* _Instruction_: Could you swap every "Annotation guideline" in the items below for "Labeling rule" and return them with nothing else changed?

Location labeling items

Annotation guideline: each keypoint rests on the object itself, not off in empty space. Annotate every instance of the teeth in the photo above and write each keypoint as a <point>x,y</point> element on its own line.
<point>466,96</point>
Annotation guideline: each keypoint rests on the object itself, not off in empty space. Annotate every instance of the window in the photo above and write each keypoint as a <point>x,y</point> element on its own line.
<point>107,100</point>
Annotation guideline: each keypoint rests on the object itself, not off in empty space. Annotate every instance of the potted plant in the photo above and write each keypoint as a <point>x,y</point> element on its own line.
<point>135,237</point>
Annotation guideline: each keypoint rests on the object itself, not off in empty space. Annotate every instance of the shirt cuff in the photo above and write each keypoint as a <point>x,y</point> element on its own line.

* _Complete answer_:
Labeling rule: each keypoint rests on the object itself, not off in empty space. Annotate every instance of the teeth in the photo above and write each keypoint as a <point>x,y</point> element on its own line.
<point>466,96</point>
Labeling rule: each keypoint rests on the object itself, not off in empty space. Annotate every instance of the window in the photo above and write each keypoint as a <point>x,y</point> element on its own line.
<point>107,100</point>
Labeling rule: each keypoint rests on the object itself, not off in empty space. Annotate every instance of the potted plant in the photo above and write each keypoint as a <point>x,y</point> element on its own line.
<point>135,237</point>
Labeling rule: each keypoint rests on the object itself, not off in empty space. Annotate every instance of the shirt cuff in the photo above and write each keypoint as a <point>x,y</point> element on its own line.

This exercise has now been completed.